# [TUGAS YANG DIBERIKAN A]
Salin ulang baris-baris di bagian entri apa adanya, mulai dari baris yang memuat "Exercise. Mark the wooden crossbeam" sampai baris terakhir entri, termasuk kedua ujungnya. Gambar tidak usah disertakan dalam jawaban.

# [TEKS BACAAN]
Notoatmodjo mengatakan, seberapa jauh perubahan atau peningkatan kemampuan itu terjadi, diperlukan suatu mekanisme. Sistem atau alat pengukur, sering disebut tes, evaluasi, dan pengukuran, yang oleh sementara orang diberi

arti sama, dan menggunakannya secara bertukar-tukar, meskipun sebenarnya berbeda.9

Menurut Maslow dalam Notoatmodjo, dari urutan-urutan tersebut dapat disimpulkan, bahwa pengembangan sumber daya manusia baik secara mikro maupun secara makro pada hakikatnya adalah merupakan upaya untuk merealisasikan semua kebutuhan. Berbeda dengan BPSDM Hukum dan HAM, saat ini dalam melaksanakan pemetaan kebutuhan Diklat belum berdasarkan pada Visi, Misi organisasi. Jenis dan jumlah Diklat direncanakan hanya berdasar informasi yang diterima dengan tidak dianalisis lebih mendalam agar sesuai dengan kebutuhan prioritas organisasi. Pengembangan sumber daya manusia adalah suatu condition sine quanon, suatu kondisi yang harus ada dan terjadi di suatu organisasi. Namun demikian dalam pelaksanaan pengembangan sumber daya manusia ini perlu mempertimbangkan faktor-faktor baik dari dalam diri organisasi itu sendiri maupun dari luar organisasi yang bersangkutan, Notoatmodjo mengatakan, sebaiknya dalam melakukan pemetaan kebutuhan harus mempertimbangkan pada16

: 1) Faktor Internal : 1.1) Misi dan Tujuan Organisasi Setiap organisasi mempunyai misi dan tujuan yang ingin dicapainya. Untuk mencapai tujuan ini diperlukan perencanaan yang baik, serta implementasi perencanaan tersebut secara tepat. Tidak berlebihan apabila saat ini dijumpai adanya pegawai di lingkungan Departemen Hukum dan HAM yang justru proaktif melakukan pendekatan kepada atasannya untuk misalnya, minta diikutkan training, pelatihan bidang tertentu dan sebagainya. 1.2) Strategi Pencapaian Tujuan Misi dan tujuan suatu organisasi mungkin mempunyai persamaan dengan organisasi lain, tetapi strategi untuk mencapai misi dan tujuan tersebut berbeda. Oleh sebab itu perlu ada parameter yang jelas atau diperjelas secara rinci batasan-batasannya. Hal ini diperlukan agar tidak terjadi deviasi antara yang dikehendaki oleh BPSDM Hukum dan HAM dengan kondisi SDM yang ada. Kejelasan mengenai batasan setiap parameter atau requirement juga sangat diperlukan agar strategi pemetaan kebutuhaan yang dilakukan oleh BPSDM Hukum dan HAM bisa dilakukan dengan seobyektif mungkin.

# [DATA]
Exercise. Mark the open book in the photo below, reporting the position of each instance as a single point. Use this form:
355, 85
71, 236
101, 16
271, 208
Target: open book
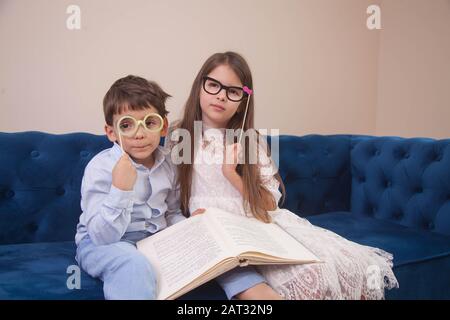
196, 250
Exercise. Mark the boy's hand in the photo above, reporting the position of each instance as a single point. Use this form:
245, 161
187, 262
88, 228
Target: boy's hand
124, 174
198, 211
231, 156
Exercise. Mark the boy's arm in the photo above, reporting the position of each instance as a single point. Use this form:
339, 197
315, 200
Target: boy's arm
107, 208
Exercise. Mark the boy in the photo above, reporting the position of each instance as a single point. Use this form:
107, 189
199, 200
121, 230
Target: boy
129, 192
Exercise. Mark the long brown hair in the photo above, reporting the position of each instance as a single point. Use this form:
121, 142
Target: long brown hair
253, 194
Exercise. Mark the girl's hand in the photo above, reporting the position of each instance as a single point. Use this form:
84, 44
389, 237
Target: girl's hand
124, 174
231, 157
198, 211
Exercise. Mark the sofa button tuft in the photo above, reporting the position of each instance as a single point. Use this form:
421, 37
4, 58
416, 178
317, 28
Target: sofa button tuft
84, 154
9, 194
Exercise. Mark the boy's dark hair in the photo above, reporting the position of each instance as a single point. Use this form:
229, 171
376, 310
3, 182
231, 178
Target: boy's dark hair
134, 93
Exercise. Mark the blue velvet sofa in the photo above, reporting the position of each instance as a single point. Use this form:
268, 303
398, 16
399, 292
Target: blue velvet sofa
388, 192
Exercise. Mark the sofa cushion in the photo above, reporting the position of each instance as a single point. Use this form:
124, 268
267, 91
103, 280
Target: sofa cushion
40, 178
405, 181
421, 258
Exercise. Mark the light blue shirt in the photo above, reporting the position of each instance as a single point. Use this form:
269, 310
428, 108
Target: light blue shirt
110, 214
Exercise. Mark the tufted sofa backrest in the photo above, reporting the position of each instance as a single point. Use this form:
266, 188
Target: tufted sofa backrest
315, 170
40, 178
406, 181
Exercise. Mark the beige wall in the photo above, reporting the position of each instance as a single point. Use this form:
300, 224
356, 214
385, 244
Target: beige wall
316, 67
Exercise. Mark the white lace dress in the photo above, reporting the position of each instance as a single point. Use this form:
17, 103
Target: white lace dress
349, 271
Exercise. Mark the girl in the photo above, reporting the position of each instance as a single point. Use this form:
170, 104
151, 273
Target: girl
217, 98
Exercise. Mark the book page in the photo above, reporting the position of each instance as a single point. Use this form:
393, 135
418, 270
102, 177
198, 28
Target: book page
250, 234
182, 252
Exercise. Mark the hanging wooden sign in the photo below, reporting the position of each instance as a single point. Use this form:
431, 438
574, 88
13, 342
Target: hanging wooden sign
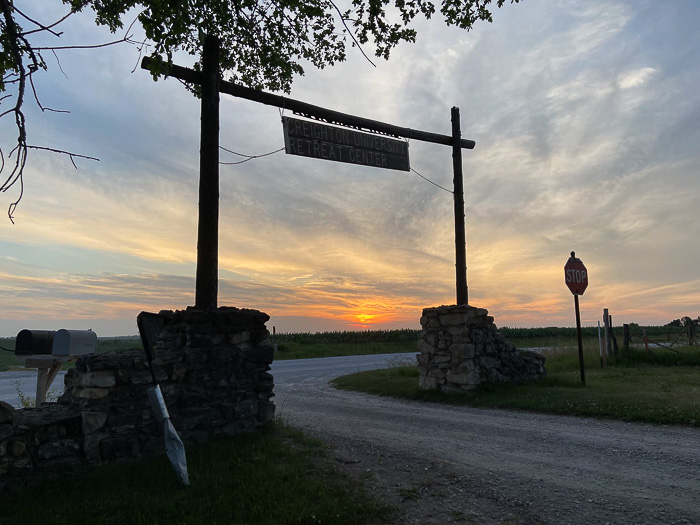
308, 138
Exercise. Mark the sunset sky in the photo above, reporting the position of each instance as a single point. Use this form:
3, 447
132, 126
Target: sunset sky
586, 116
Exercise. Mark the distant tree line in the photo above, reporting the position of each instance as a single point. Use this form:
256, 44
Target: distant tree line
685, 321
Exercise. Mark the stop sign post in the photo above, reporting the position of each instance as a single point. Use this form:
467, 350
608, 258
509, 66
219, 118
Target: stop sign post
576, 278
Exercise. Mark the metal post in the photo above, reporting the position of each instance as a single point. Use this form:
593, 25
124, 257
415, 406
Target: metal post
460, 234
580, 342
208, 229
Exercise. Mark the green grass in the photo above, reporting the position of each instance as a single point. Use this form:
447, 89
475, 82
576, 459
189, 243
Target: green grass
274, 477
657, 387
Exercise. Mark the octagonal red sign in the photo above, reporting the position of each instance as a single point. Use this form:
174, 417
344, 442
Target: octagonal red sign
576, 275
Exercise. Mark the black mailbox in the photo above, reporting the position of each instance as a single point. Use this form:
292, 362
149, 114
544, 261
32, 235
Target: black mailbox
34, 342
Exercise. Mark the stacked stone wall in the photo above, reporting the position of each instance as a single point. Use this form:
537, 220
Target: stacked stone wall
461, 348
212, 367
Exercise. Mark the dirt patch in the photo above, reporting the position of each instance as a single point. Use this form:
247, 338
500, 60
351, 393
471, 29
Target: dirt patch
426, 492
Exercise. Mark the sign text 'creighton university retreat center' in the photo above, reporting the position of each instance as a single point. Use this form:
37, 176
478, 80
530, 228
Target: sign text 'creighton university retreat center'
322, 141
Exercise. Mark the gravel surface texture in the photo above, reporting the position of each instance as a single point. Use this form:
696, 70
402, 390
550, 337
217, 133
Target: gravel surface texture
442, 464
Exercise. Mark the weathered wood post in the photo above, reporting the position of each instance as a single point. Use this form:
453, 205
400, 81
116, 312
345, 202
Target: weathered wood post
691, 334
460, 234
626, 337
606, 324
207, 283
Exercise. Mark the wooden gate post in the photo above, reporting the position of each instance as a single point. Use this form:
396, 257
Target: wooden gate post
460, 234
207, 283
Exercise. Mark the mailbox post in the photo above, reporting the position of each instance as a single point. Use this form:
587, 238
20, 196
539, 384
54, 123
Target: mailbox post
576, 276
47, 350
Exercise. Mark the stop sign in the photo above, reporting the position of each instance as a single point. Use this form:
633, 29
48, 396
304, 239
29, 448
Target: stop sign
576, 275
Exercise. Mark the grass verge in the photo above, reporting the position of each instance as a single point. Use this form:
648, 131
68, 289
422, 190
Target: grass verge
659, 387
276, 476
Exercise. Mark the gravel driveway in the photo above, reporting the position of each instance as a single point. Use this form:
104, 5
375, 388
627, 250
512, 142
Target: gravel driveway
442, 464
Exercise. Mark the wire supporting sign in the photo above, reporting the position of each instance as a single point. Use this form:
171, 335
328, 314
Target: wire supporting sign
308, 138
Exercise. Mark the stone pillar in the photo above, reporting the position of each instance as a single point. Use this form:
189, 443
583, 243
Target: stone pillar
460, 349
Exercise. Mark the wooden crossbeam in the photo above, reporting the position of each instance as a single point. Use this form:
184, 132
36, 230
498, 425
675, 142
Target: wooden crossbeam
303, 108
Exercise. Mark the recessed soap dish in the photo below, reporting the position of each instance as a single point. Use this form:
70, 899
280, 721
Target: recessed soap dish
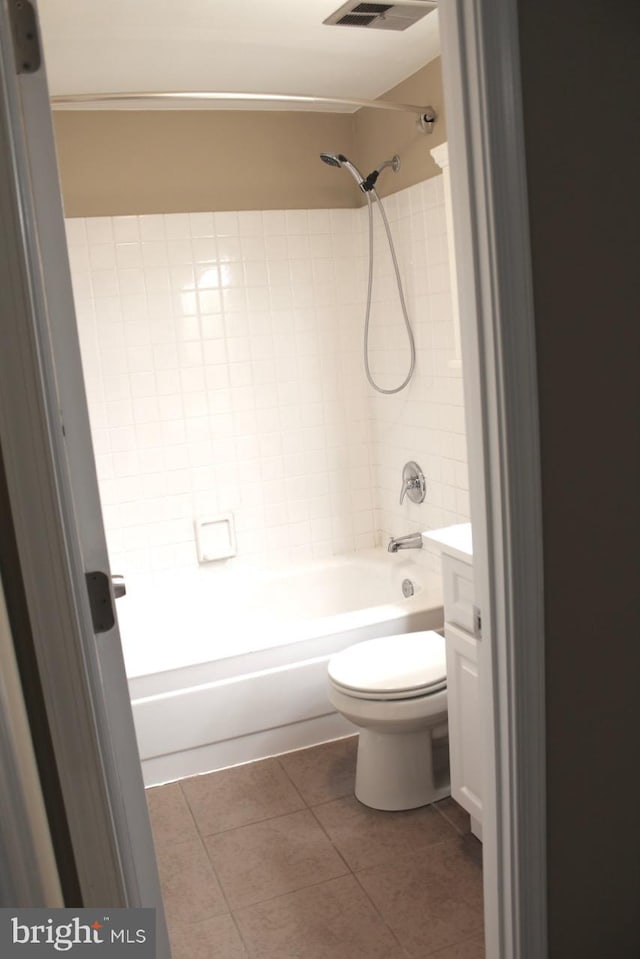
215, 537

# [TUGAS YANG DIBERIKAN B]
Jawab pertanyaan berikut berdasarkan teks bacaan tentang pengembangan sumber daya manusia.
(i) Apa saja sebutan yang sering dipakai untuk sistem atau alat pengukur?
(ii) Berdasarkan apa jenis dan jumlah Diklat direncanakan di BPSDM Hukum dan HAM saat ini?
(iii) Apa arti "condition sine quanon" menurut teks itu?

# [KELUARAN LENGKAP A]
Exercise. Mark the wooden crossbeam in the photo above, reporting the position of each instance as a single point. Use this form:
184, 132
36, 230
498, 425
675, 142
Target: wooden crossbeam
303, 108
Exercise. Mark the recessed soap dish in the photo below, reporting the position of each instance as a single point. Use this form:
70, 899
280, 721
Target: recessed soap dish
215, 537

# [KELUARAN LENGKAP B]
(i) Tes, evaluasi, dan pengukuran.
(ii) Hanya berdasar informasi yang diterima, tanpa dianalisis lebih mendalam.
(iii) Suatu kondisi yang harus ada dan terjadi di suatu organisasi.